Objective 1: Reproduce the passage of the lens flare discussion below between "It does. Maybe" and "to interact with.", inclusive.

Text provided:
=======
Lens Flares Come from Where?

  • I am wondering where lens flares come from? They don't come from emissive materials and Enscape lights are not visible, so where exactly do they come from, if at all? I use recessed cans with an emitter material as the lens quite often and would like flares to show up from them. Any tricks for this?

  • That's a very good question! I haven't messed with flare since it doesn't seem to make much of any effect in the image. Doing a quick test, it looks like it just gives you a flare from the center of the camera, regardless of where the lighting source is. I think maybe what you're missing is the effect of having a star shape around each light source in the image (I'm attaching a V-Ray render for reference.) I don't see any way to get this kind of flare in an Enscape image.

  • There is a misunderstanding. There are two different phenomena:

    Lens flare: This describes various reflections within the lens optics of a camera. The so called "ghosts" of a light source are placed towards the image center.


    Glare: These are the little "stars" you are talking about that come from imperfections on the lens surface or the camera chip.



    In Enscape: We support lens flares for all bright surfaces. We support glare in a special case for the sun (the star that you see when you look into it) and bloom for all bright surfaces. The "gaussian" style bloom in Enscape is not as beautiful as what you get in a camera (or offline raytracers) with the little star shapes. This is subject to improvement!

  • Thanks for the explainer! I guess I would have to add the "star" glare in post if I want that. So the flare is kind of like chromatic abberation - a type of lens imperfection to add some interest to the images, but it doesn't take into account specific light sources like bloom and glare do?

    Do put me down for a +1 for adding glare shapes in Enscape.

  • So the flare is kind of like chromatic abberation - a type of lens imperfection to add some interest to the images, but it doesn't take into account specific light sources like bloom and glare do?

    It does. Maybe your test image was too confusing because it has light sources everywhere. Note that with "light source", I mean a bright surface. Just an artificial light floating in the air does nothing on it's own, it always needs a surface to interact with.
=======
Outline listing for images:

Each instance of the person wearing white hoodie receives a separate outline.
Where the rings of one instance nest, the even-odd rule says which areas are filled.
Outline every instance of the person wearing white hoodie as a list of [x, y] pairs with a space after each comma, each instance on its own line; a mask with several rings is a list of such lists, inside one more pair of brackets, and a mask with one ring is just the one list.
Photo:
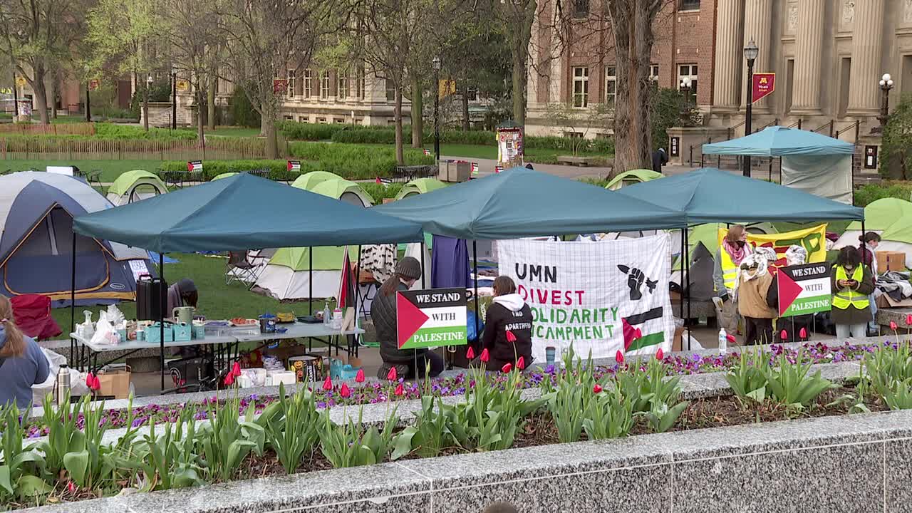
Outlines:
[[[522, 358], [526, 367], [532, 363], [532, 309], [516, 293], [516, 284], [509, 277], [497, 277], [493, 291], [482, 334], [482, 350], [487, 350], [489, 357], [483, 365], [488, 371], [500, 371], [507, 363], [516, 367]], [[472, 364], [481, 365], [481, 360], [479, 356]]]

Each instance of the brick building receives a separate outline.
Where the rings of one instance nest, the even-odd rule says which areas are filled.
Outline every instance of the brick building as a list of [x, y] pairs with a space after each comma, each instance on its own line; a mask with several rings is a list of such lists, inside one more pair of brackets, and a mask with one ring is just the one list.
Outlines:
[[[650, 76], [657, 86], [679, 88], [691, 80], [696, 105], [712, 103], [716, 4], [738, 0], [667, 0], [657, 16]], [[610, 116], [615, 93], [616, 57], [610, 23], [599, 0], [575, 0], [568, 24], [555, 23], [554, 0], [543, 4], [530, 44], [526, 131], [532, 135], [597, 137], [611, 132], [610, 120], [585, 134], [554, 126], [549, 105], [570, 105], [585, 118], [604, 104]], [[565, 28], [556, 29], [555, 26]]]

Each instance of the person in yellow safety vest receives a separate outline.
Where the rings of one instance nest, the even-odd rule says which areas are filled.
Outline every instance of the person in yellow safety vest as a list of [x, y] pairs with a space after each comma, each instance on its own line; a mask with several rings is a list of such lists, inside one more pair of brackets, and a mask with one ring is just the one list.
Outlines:
[[863, 339], [871, 322], [874, 275], [861, 263], [861, 252], [853, 246], [842, 248], [833, 266], [833, 309], [830, 317], [836, 325], [836, 337]]

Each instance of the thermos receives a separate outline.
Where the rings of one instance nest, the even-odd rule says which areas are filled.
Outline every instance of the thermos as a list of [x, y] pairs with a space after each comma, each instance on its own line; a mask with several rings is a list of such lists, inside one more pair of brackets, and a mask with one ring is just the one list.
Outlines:
[[57, 371], [57, 385], [54, 387], [55, 402], [57, 404], [61, 401], [67, 401], [69, 397], [69, 367], [66, 363], [60, 365], [60, 370]]

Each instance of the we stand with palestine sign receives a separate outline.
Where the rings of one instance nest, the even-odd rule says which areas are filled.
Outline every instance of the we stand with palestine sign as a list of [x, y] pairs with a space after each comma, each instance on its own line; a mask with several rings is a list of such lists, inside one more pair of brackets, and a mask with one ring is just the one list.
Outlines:
[[830, 311], [830, 267], [825, 263], [781, 267], [776, 280], [780, 317]]
[[465, 345], [465, 290], [434, 288], [396, 294], [399, 349]]

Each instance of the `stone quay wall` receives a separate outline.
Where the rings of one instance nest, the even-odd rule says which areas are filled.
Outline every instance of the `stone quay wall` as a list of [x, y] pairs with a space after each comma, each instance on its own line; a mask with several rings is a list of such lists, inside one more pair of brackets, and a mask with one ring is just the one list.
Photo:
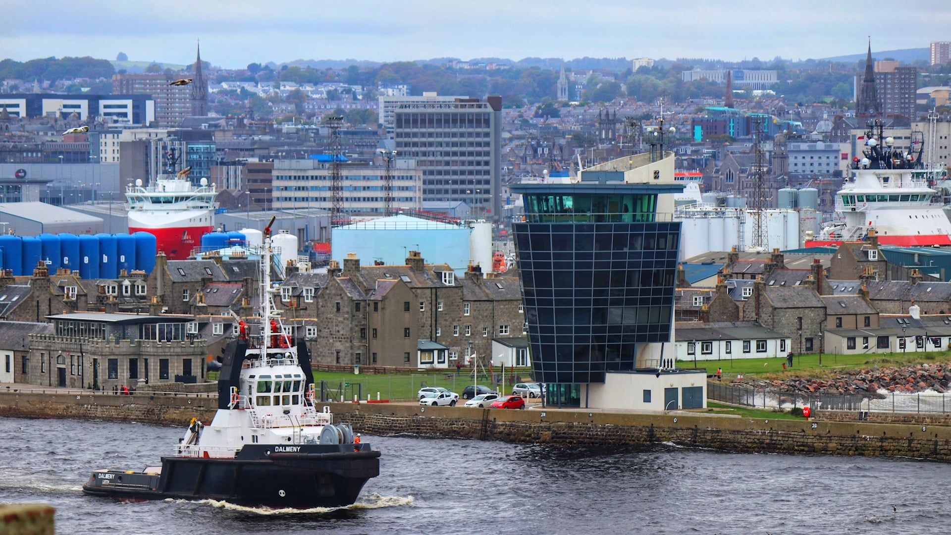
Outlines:
[[[759, 420], [703, 413], [583, 409], [502, 410], [395, 404], [325, 404], [336, 422], [367, 434], [495, 440], [566, 446], [647, 446], [672, 442], [736, 452], [902, 456], [951, 462], [951, 426], [865, 421]], [[0, 390], [0, 416], [141, 422], [184, 427], [210, 422], [215, 397]]]

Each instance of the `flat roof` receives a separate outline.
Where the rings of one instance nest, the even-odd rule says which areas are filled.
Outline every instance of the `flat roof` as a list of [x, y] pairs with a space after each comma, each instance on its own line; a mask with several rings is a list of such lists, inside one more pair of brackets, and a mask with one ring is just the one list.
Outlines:
[[73, 312], [71, 314], [53, 314], [47, 316], [49, 320], [73, 320], [80, 322], [125, 323], [125, 324], [157, 324], [157, 323], [187, 323], [195, 319], [190, 316], [150, 316], [147, 314], [125, 314], [109, 312]]

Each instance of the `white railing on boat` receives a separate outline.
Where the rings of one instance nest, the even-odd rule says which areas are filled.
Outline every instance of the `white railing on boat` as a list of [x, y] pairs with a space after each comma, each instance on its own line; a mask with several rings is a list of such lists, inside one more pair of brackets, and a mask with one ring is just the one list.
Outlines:
[[208, 457], [233, 458], [238, 455], [241, 448], [235, 449], [228, 446], [196, 446], [193, 444], [180, 444], [175, 446], [175, 455], [178, 457], [204, 457], [207, 452]]

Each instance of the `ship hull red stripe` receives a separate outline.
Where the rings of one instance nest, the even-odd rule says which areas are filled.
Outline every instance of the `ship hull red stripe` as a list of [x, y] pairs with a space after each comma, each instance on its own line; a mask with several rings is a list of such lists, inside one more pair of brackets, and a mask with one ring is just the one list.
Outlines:
[[[931, 246], [951, 246], [951, 236], [946, 234], [912, 235], [912, 236], [886, 236], [879, 234], [879, 244], [883, 246], [901, 247], [931, 247]], [[837, 247], [842, 245], [841, 241], [828, 240], [809, 240], [805, 246], [807, 248]]]
[[170, 228], [145, 228], [129, 227], [128, 231], [148, 232], [155, 236], [157, 249], [165, 253], [168, 260], [185, 260], [193, 248], [202, 245], [202, 236], [211, 232], [212, 227], [173, 227]]

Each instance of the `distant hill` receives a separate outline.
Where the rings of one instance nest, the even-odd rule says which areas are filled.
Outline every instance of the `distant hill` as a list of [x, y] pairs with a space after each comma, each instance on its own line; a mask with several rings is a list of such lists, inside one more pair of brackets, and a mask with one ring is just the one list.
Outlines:
[[[152, 62], [152, 61], [113, 61], [113, 60], [110, 60], [109, 63], [112, 64], [112, 67], [114, 67], [116, 70], [119, 70], [120, 69], [125, 69], [126, 71], [128, 72], [129, 74], [138, 74], [140, 72], [145, 72], [146, 69], [147, 69], [148, 66], [152, 65], [153, 63], [157, 63], [160, 66], [162, 66], [162, 69], [163, 70], [165, 70], [165, 69], [171, 69], [172, 70], [182, 70], [183, 69], [185, 69], [186, 67], [190, 67], [190, 66], [186, 66], [186, 65], [178, 65], [178, 64], [175, 64], [175, 63], [162, 63], [162, 62], [159, 62], [159, 61]], [[204, 62], [202, 62], [202, 63], [204, 63]]]
[[[849, 54], [846, 56], [833, 56], [819, 58], [823, 61], [842, 61], [846, 63], [853, 63], [856, 61], [862, 61], [865, 59], [865, 53], [861, 54]], [[872, 57], [876, 60], [881, 60], [886, 57], [895, 58], [897, 61], [902, 61], [904, 63], [914, 63], [916, 61], [930, 61], [931, 60], [931, 50], [929, 49], [902, 49], [899, 50], [872, 50]]]

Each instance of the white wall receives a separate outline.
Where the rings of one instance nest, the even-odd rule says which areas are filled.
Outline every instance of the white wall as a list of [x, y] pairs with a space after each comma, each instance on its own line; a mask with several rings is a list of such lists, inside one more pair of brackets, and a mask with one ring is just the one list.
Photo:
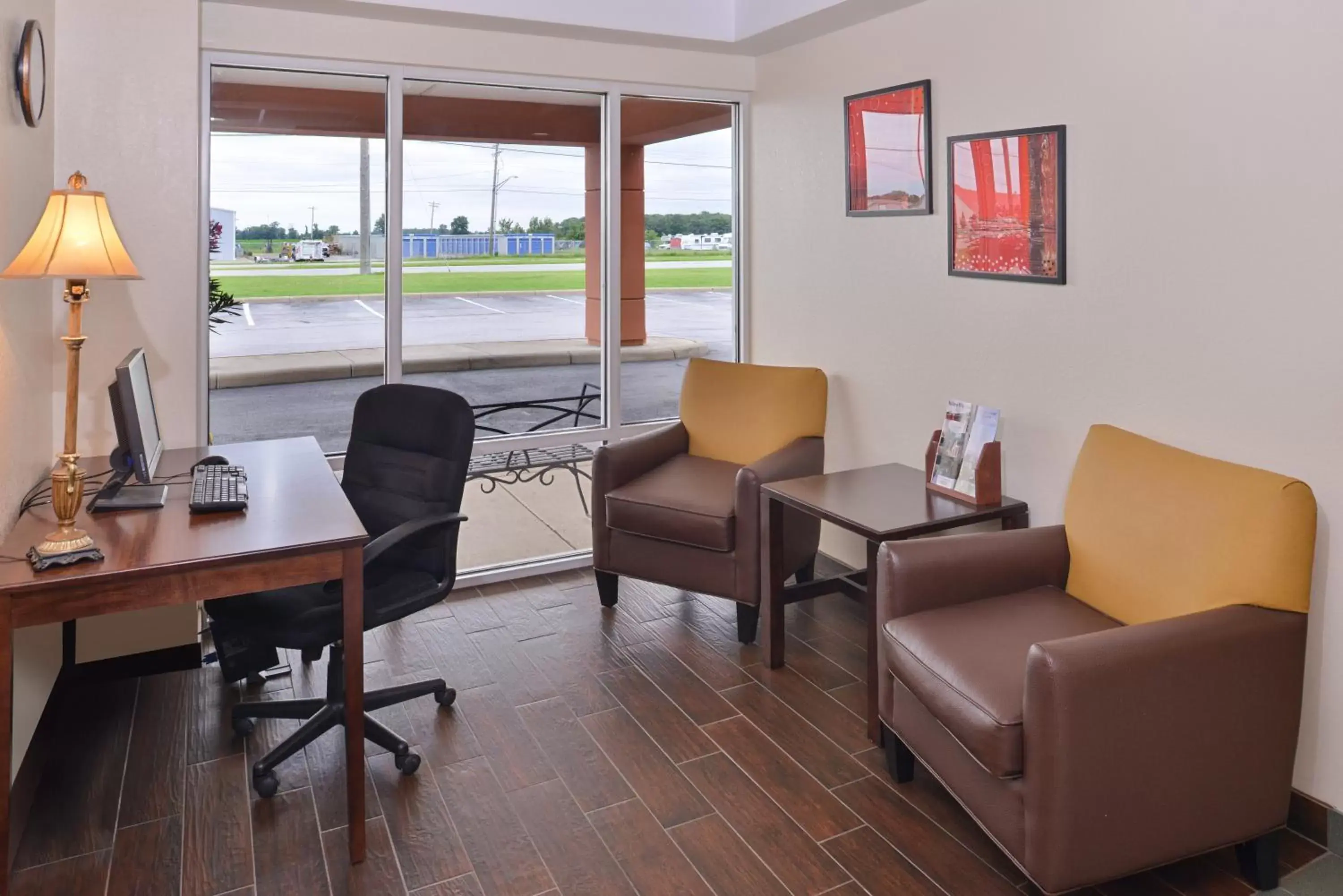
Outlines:
[[[107, 383], [144, 347], [169, 446], [196, 443], [200, 8], [191, 0], [55, 0], [62, 54], [55, 181], [77, 168], [107, 193], [142, 281], [95, 281], [85, 309], [79, 447], [103, 469], [115, 446]], [[55, 302], [59, 305], [59, 302]], [[63, 308], [55, 309], [59, 316]], [[47, 388], [64, 400], [64, 363]], [[55, 424], [60, 424], [58, 411]], [[193, 641], [195, 606], [79, 622], [79, 662]]]
[[717, 52], [377, 21], [205, 3], [201, 46], [501, 74], [749, 90], [755, 60]]
[[[23, 24], [36, 19], [46, 35], [47, 71], [55, 56], [52, 0], [5, 0], [0, 7], [0, 47], [19, 46]], [[7, 55], [8, 60], [9, 56]], [[8, 265], [32, 234], [51, 183], [54, 95], [47, 85], [47, 114], [28, 128], [13, 91], [13, 67], [5, 66], [0, 109], [0, 266]], [[48, 472], [56, 446], [50, 439], [48, 369], [56, 334], [51, 328], [51, 285], [0, 281], [0, 536], [13, 525], [24, 493]], [[60, 670], [60, 626], [21, 629], [13, 637], [13, 752], [19, 770], [32, 732]]]
[[[1037, 525], [1095, 422], [1313, 486], [1296, 785], [1335, 806], [1339, 34], [1332, 0], [931, 0], [761, 58], [751, 172], [753, 357], [830, 373], [830, 469], [921, 465], [962, 398], [1003, 410], [1005, 489]], [[937, 214], [845, 218], [842, 97], [920, 78]], [[1053, 124], [1069, 285], [948, 277], [945, 137]]]

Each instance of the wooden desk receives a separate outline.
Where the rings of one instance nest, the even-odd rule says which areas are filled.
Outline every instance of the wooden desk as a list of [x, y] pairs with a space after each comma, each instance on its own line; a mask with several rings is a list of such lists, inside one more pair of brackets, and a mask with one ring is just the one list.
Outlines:
[[[363, 545], [368, 533], [313, 438], [176, 449], [164, 453], [156, 473], [183, 473], [207, 454], [223, 454], [247, 467], [246, 513], [191, 514], [185, 480], [169, 486], [161, 510], [81, 510], [79, 528], [106, 555], [101, 563], [46, 572], [34, 572], [27, 563], [0, 563], [0, 768], [9, 768], [13, 736], [13, 629], [344, 579], [349, 854], [363, 861]], [[21, 556], [54, 527], [51, 506], [35, 508], [19, 519], [0, 553]], [[0, 786], [0, 844], [8, 842], [5, 783]], [[5, 861], [0, 862], [0, 896], [8, 892]]]
[[[868, 568], [784, 587], [780, 523], [783, 508], [834, 523], [868, 541]], [[800, 480], [770, 482], [760, 488], [760, 622], [766, 662], [783, 665], [783, 607], [798, 600], [839, 591], [868, 600], [868, 736], [880, 743], [877, 719], [877, 602], [869, 590], [877, 582], [877, 548], [882, 541], [900, 541], [972, 523], [1002, 520], [1005, 529], [1029, 525], [1023, 501], [1003, 497], [1001, 504], [976, 508], [924, 488], [924, 472], [904, 463], [886, 463], [858, 470], [807, 476]]]

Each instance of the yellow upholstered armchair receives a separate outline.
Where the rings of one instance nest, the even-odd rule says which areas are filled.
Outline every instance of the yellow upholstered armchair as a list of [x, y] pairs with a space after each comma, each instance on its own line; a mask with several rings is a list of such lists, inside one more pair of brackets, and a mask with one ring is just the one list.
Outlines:
[[1064, 525], [882, 545], [878, 708], [1039, 889], [1234, 845], [1277, 885], [1315, 497], [1092, 427]]
[[[592, 463], [592, 566], [602, 603], [619, 576], [737, 602], [737, 637], [760, 615], [760, 484], [822, 472], [826, 375], [692, 359], [681, 419], [607, 445]], [[814, 572], [821, 524], [788, 513], [784, 570]]]

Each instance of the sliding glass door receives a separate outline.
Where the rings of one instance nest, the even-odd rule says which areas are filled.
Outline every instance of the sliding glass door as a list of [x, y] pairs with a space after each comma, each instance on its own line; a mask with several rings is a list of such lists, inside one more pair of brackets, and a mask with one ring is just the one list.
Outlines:
[[588, 551], [599, 439], [582, 430], [607, 423], [603, 97], [422, 79], [402, 91], [403, 379], [463, 395], [481, 443], [459, 562]]
[[740, 356], [739, 106], [368, 69], [207, 62], [208, 435], [338, 466], [363, 391], [449, 388], [459, 567], [582, 555], [596, 446]]

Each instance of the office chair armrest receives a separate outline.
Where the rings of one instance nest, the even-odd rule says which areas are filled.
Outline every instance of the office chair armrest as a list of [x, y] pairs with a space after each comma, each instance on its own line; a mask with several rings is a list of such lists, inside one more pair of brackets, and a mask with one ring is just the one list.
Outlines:
[[364, 545], [364, 566], [367, 567], [369, 563], [385, 553], [388, 548], [396, 547], [412, 535], [419, 535], [420, 532], [436, 529], [445, 525], [458, 525], [461, 523], [466, 523], [466, 517], [461, 513], [441, 513], [438, 516], [426, 516], [419, 520], [407, 520], [395, 529], [383, 532], [380, 536]]

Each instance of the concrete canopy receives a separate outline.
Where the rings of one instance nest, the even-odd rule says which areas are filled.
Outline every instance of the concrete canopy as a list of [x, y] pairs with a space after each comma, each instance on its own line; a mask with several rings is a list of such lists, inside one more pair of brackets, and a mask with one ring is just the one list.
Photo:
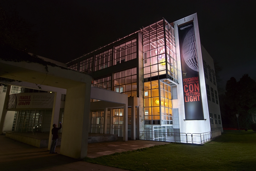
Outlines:
[[[67, 121], [63, 128], [60, 153], [83, 158], [87, 154], [92, 77], [64, 67], [47, 67], [48, 71], [46, 66], [38, 63], [0, 59], [0, 77], [67, 89], [64, 118]], [[55, 94], [52, 125], [58, 121], [55, 106], [60, 96]], [[50, 134], [49, 145], [51, 137]]]

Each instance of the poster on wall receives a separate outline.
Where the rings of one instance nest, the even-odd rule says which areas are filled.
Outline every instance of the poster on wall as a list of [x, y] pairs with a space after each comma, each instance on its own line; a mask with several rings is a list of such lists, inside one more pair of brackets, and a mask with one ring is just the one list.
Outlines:
[[186, 120], [204, 120], [194, 23], [178, 26]]
[[54, 93], [28, 93], [9, 96], [8, 109], [52, 109], [53, 106]]

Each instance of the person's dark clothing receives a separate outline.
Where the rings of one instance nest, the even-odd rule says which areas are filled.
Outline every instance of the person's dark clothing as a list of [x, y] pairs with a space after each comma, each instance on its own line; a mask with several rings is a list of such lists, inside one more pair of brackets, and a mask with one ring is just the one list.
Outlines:
[[59, 128], [54, 128], [52, 129], [52, 139], [55, 139], [59, 138], [59, 136], [58, 135], [58, 131], [61, 129], [62, 127], [62, 125], [61, 124]]

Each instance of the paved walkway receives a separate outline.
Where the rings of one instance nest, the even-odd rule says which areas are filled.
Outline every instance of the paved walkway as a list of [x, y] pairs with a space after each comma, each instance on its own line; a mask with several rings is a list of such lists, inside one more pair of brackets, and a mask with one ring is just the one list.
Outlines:
[[[95, 158], [116, 152], [133, 150], [167, 143], [136, 140], [88, 144], [88, 156]], [[59, 147], [56, 151], [59, 152]], [[0, 170], [124, 171], [122, 169], [76, 160], [66, 156], [50, 154], [47, 148], [37, 148], [0, 135]]]

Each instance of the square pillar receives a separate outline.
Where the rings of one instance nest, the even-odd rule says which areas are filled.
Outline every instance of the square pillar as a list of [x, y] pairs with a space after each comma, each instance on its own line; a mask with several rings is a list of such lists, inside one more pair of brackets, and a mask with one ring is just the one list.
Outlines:
[[134, 104], [134, 99], [133, 100], [133, 104], [132, 105], [131, 109], [131, 137], [132, 140], [135, 140], [136, 139], [136, 123], [135, 123], [135, 107]]
[[7, 86], [7, 89], [5, 93], [5, 97], [4, 98], [4, 101], [3, 103], [3, 106], [1, 111], [2, 115], [0, 115], [0, 135], [2, 135], [3, 133], [3, 127], [4, 122], [4, 119], [5, 118], [6, 114], [7, 113], [7, 104], [9, 100], [9, 94], [11, 90], [11, 86], [10, 85], [8, 85]]
[[107, 108], [104, 109], [104, 122], [103, 124], [103, 132], [107, 133]]
[[123, 105], [123, 140], [128, 141], [128, 104]]
[[57, 92], [54, 92], [54, 101], [53, 101], [53, 106], [52, 108], [52, 119], [51, 121], [51, 129], [49, 130], [49, 140], [48, 141], [48, 150], [50, 150], [51, 147], [51, 144], [52, 138], [51, 130], [53, 128], [52, 125], [56, 124], [58, 127], [59, 127], [59, 109], [61, 108], [61, 93]]
[[60, 153], [82, 159], [87, 155], [91, 82], [67, 90]]
[[109, 111], [109, 134], [112, 134], [113, 133], [112, 131], [112, 127], [113, 126], [113, 123], [112, 122], [113, 119], [112, 117], [113, 116], [113, 109], [110, 109]]

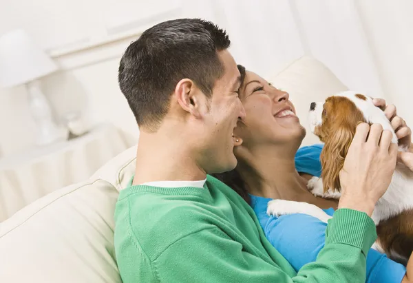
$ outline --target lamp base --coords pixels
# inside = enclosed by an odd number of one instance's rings
[[[45,145],[65,140],[67,132],[54,123],[47,99],[41,90],[40,81],[33,81],[27,84],[26,87],[30,112],[39,129],[36,144]]]

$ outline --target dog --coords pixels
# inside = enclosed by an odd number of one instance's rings
[[[397,144],[396,134],[383,110],[374,105],[372,98],[352,91],[330,96],[324,102],[311,103],[310,129],[324,143],[320,156],[321,178],[313,177],[307,185],[312,193],[339,199],[339,174],[359,123],[381,124],[383,129],[392,132],[392,143]],[[399,150],[406,149],[399,147]],[[330,218],[313,205],[282,200],[269,202],[267,213],[275,216],[305,213],[326,222]],[[377,202],[372,219],[378,235],[373,248],[395,261],[407,264],[413,251],[413,172],[403,164],[397,163],[390,185]]]

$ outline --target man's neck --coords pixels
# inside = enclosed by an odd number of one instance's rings
[[[184,146],[182,140],[184,137],[182,133],[141,132],[133,184],[204,179],[205,172],[197,165],[191,149]]]
[[[239,162],[251,193],[270,198],[301,200],[308,194],[306,180],[295,169],[297,148],[271,145],[251,151]],[[246,164],[251,166],[246,166]]]

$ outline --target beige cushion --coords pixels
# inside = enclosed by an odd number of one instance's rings
[[[0,225],[0,282],[121,282],[114,249],[118,190],[136,147],[89,180],[50,193]]]
[[[345,89],[306,57],[272,81],[290,92],[300,115],[313,97]],[[0,282],[120,282],[113,215],[118,191],[134,174],[136,151],[127,149],[89,180],[56,191],[1,223]]]

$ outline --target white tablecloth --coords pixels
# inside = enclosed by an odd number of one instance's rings
[[[0,159],[0,222],[55,189],[87,179],[133,143],[102,125],[76,139]]]

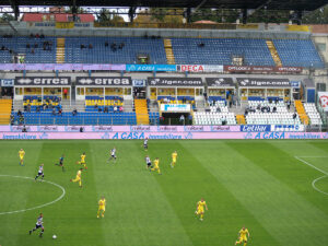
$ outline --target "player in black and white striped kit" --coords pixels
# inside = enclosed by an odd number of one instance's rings
[[[37,172],[37,175],[35,177],[35,180],[38,178],[38,177],[42,177],[42,179],[44,180],[44,164],[40,164],[40,166],[38,167],[38,172]]]
[[[110,150],[110,157],[108,159],[108,162],[110,162],[113,159],[116,162],[116,148],[115,147]]]
[[[44,219],[44,215],[40,213],[39,216],[37,218],[35,227],[32,229],[32,230],[30,231],[30,235],[31,235],[34,231],[40,229],[42,231],[40,231],[40,233],[39,233],[39,237],[43,237],[43,234],[44,234],[44,232],[45,232],[45,229],[44,229],[44,225],[43,225],[43,224],[44,224],[43,219]]]
[[[148,139],[147,138],[143,140],[143,149],[145,151],[148,151]]]
[[[145,155],[145,164],[147,164],[148,169],[152,167],[152,161],[150,160],[150,157],[148,155]]]

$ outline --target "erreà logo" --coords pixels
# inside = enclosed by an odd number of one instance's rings
[[[92,84],[93,80],[92,79],[80,79],[79,83],[80,84]]]
[[[19,79],[17,80],[17,83],[19,84],[31,84],[32,83],[32,80],[26,78],[26,79]]]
=======
Objective 2: Render the lines of the listing above between the lines holding "Each instance of the person in" and "[[465, 345], [465, 290], [434, 288], [396, 294], [399, 349]]", inclusive, as a Markdown table with the columns Row and Line, leaving out blank lines.

Written response 1:
It does. Maybe your test image was too confusing because it has light sources everywhere. Note that with "light source", I mean a bright surface. Just an artificial light floating in the air does nothing on it's own, it always needs a surface to interact with.

Written response 2:
| Row | Line |
|---|---|
| 1 | Each instance of the person in yellow safety vest receives a separate outline. |
| 2 | Where the rings of one instance nest, the even-odd rule says which areas are filled. |
| 3 | Outline every instance of the person in yellow safety vest as a list of [x, y] pairs with a space after each comma, each instance on its own line; a mask with several rings is a list of such lists, inside one more pair of brackets, and a mask with one ring is just the one list. |
| 4 | Outlines: |
| 5 | [[863, 339], [871, 322], [874, 275], [861, 263], [861, 252], [853, 246], [842, 248], [833, 266], [833, 309], [830, 317], [836, 325], [836, 337]] |
| 6 | Each instance of the thermos receives a separate outline. |
| 7 | Where the rings of one instance nest, the even-odd rule says which areas are filled. |
| 8 | Outline every instance of the thermos as a list of [x, y] pairs with a space after each comma, each instance on its own line; a mask with several rings is a list of such lists, inside one more pair of brackets, and a mask with one ring is just the one list. |
| 9 | Outlines: |
| 10 | [[57, 371], [57, 385], [54, 387], [55, 402], [57, 404], [61, 401], [67, 401], [69, 397], [69, 367], [66, 363], [60, 365], [60, 370]] |
| 11 | Each instance of the we stand with palestine sign receives a separate outline. |
| 12 | Where the rings of one instance nest, the even-odd rule says which areas are filled. |
| 13 | Outline every instance of the we stand with palestine sign as a list of [x, y] pairs with a space after each comma, each instance on its own line; a mask with several rings is a list of such lists, inside one more pair of brackets, and a mask with one ring is just the one list. |
| 14 | Outlines: |
| 15 | [[830, 311], [830, 267], [825, 263], [781, 267], [776, 280], [780, 317]] |
| 16 | [[465, 345], [465, 290], [434, 288], [396, 294], [399, 349]] |